[Available records start]
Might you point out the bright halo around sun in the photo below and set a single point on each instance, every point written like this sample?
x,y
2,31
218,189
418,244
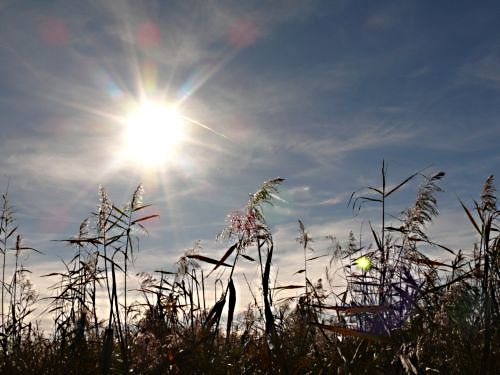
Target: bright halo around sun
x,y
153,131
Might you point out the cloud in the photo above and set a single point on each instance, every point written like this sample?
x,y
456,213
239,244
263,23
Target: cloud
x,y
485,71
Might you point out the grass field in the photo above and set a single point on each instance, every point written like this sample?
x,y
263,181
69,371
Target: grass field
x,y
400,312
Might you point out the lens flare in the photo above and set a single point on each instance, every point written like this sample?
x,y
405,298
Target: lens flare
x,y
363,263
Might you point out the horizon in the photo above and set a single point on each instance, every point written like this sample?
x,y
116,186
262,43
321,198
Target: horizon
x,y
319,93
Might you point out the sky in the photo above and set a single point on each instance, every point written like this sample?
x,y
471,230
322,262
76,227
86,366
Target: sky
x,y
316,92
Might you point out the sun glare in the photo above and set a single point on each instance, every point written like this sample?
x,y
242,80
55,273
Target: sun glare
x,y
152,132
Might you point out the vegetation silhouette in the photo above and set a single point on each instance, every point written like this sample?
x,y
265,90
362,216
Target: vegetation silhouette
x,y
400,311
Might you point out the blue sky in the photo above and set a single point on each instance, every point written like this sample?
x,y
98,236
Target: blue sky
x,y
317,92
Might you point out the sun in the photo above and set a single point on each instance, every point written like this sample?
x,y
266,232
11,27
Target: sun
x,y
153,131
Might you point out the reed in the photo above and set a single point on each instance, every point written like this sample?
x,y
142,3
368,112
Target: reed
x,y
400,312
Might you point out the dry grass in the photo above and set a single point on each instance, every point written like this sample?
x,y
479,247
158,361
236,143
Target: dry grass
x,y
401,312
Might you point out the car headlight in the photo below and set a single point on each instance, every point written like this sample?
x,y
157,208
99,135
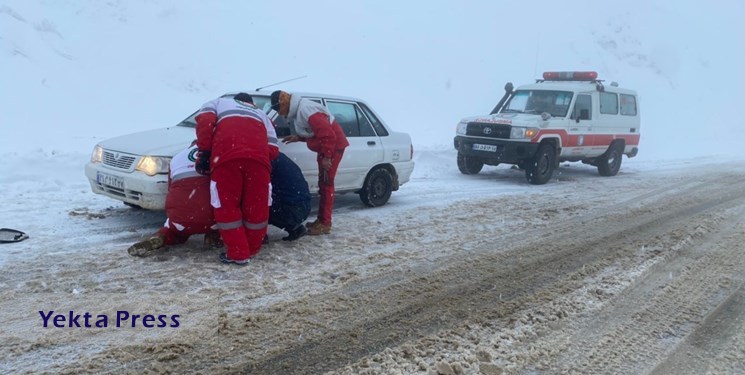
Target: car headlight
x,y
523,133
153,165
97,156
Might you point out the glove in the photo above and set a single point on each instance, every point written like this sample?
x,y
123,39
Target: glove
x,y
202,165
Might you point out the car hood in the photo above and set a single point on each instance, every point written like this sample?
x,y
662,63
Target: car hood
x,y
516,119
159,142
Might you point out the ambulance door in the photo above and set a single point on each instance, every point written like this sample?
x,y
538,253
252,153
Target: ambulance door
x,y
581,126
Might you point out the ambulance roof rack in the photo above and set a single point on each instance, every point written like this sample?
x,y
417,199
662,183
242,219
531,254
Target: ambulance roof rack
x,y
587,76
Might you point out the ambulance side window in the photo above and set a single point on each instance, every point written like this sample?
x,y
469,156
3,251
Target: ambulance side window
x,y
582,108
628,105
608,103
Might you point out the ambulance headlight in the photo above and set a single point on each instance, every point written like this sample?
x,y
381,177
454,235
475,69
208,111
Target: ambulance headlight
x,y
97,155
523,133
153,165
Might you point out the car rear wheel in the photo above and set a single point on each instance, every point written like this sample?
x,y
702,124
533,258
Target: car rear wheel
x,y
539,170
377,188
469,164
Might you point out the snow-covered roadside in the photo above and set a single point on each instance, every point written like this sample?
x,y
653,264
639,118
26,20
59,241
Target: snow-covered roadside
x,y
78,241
[Available records end]
▸ Given problem: Rewrite all of the items above, changing "Might you point out" to "Could you mark" everywhere and keeping everything else the same. Leave the pictures out.

▸ Written response:
Could you mark the bright halo around sun in the photo below and set a single point on each instance, every point written like this sample?
x,y
2,31
218,189
418,244
Target: bright halo around sun
x,y
153,131
Could you mark the cloud in the photo above and set a single point on each instance, every point written like this sample?
x,y
456,213
239,244
263,23
Target: cloud
x,y
485,71
Could you mark the grass field in the photo above and set a single point on each instance, every point written like this sample?
x,y
263,181
69,371
Target: grass field
x,y
400,312
Could you mark the lens flare in the photo above and set a single point on each instance, every point written like this sample?
x,y
405,298
Target: lens flare
x,y
363,263
Could you mark the horizon in the photo above and set a single point on each instance, every point written like this sample?
x,y
116,186
262,43
321,198
Target: horizon
x,y
319,93
Could you mark the sky in the photo above and set a single point on each instance, every point written like this sample?
x,y
471,230
322,262
76,227
86,366
Target: sky
x,y
316,92
Could you mark the sun glare in the photo above and set a single point on each instance, every point written like this sample?
x,y
242,80
55,273
Target: sun glare
x,y
152,132
Could you mark the vegetation silhouette in the photo above and set a single point on each instance, every point written like this sample?
x,y
265,90
362,216
Target: vegetation silhouette
x,y
400,311
Could you mark the blue sky in the photo above and set a single point on each instance, every point written like this sample?
x,y
98,236
Target: blue sky
x,y
317,92
Could you mark the sun in the photo above and set a single point on each instance, every point written like this sample?
x,y
266,232
11,27
Target: sun
x,y
153,131
Could you mark the reed in the photo above and set a single point on each instance, every point written like this sample?
x,y
142,3
368,112
Target: reed
x,y
400,312
Could you mark the dry grass in the photo above and set a single point on each instance, every point written like this sample?
x,y
479,247
158,361
236,143
Target: dry grass
x,y
401,312
Could you mark the car headlight in the photo below and set a single point on each instance, every point written like this sample?
x,y
157,208
99,135
Target: car headlight
x,y
523,133
153,165
97,156
Could you mark the glove in the photo above and set a single point on each instance, every point written like this sample?
x,y
123,39
Target: glove
x,y
202,165
Could you mark the car hood in the photo above and set a single point on each instance, every point written like this sample?
x,y
662,63
Target: car hood
x,y
516,119
159,142
Could you mark the ambulance door in the photo above and set a single point on each instance, every point written like this sample?
x,y
538,253
252,153
Target: ambulance door
x,y
581,126
Could you mark the ambulance roof rack in the photo above and set a single point on each instance, every point written like this sample?
x,y
417,199
662,183
242,219
531,254
Target: ambulance roof rack
x,y
587,76
Could you mark the ambulance side window in the photo above and set a single point on each instance, every point written like this sample?
x,y
469,156
3,251
Target: ambulance side window
x,y
582,108
628,105
608,103
Could you mark the ambulance headlight in the photo above and set a single point on each instance, every point written like this sample?
x,y
381,177
454,235
475,69
208,111
Target: ambulance headlight
x,y
97,155
523,133
153,165
Could you mark the car rear wheel in the photo above and set a single point on each instance, every point written like this sample?
x,y
702,124
533,258
Target: car rear wheel
x,y
539,170
377,188
469,164
Could you mark the snow-covered roadside in the photo above and set a single point on each instance, every point written like this sample?
x,y
653,264
639,118
26,20
59,241
Target: snow-covered roadside
x,y
78,241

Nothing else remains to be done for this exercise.